### EXERCISE OBJECTIVE
Your answer should be every line with the word "woman", copied from the data below.

=== MATERIAL SHOWN ===

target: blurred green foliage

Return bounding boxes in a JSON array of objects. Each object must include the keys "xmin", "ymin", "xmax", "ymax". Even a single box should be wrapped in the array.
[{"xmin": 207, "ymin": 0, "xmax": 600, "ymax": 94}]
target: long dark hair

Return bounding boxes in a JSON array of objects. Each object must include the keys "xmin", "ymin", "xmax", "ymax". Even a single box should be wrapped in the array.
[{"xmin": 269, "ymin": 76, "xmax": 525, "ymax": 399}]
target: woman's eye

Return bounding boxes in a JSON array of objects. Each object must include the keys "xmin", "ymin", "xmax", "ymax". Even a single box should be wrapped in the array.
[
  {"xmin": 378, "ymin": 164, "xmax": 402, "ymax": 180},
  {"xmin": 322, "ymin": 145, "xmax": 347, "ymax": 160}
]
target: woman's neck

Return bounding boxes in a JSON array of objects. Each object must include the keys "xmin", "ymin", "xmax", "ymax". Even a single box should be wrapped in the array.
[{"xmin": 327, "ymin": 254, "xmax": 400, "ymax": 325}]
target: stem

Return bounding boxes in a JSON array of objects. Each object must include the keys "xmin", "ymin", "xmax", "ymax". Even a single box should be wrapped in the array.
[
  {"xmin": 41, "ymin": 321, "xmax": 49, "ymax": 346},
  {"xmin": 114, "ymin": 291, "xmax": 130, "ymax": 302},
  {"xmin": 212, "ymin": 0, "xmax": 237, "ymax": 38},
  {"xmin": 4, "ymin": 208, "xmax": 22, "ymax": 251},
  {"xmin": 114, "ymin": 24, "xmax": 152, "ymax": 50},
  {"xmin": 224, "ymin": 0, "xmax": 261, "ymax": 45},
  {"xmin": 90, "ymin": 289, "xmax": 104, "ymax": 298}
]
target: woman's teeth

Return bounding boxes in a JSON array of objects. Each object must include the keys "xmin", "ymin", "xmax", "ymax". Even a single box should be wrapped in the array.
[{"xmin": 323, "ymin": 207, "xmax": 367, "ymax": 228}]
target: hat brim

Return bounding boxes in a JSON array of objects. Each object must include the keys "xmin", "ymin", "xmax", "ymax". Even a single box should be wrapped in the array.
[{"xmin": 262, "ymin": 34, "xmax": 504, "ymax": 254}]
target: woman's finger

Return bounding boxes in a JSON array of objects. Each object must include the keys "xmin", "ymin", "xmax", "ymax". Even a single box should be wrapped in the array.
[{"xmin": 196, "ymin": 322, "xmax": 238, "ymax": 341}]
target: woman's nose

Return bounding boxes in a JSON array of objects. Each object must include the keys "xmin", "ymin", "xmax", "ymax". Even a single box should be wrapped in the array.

===

### COMPLETED TASK
target: woman's eye
target: woman's neck
target: woman's teeth
target: woman's finger
target: woman's nose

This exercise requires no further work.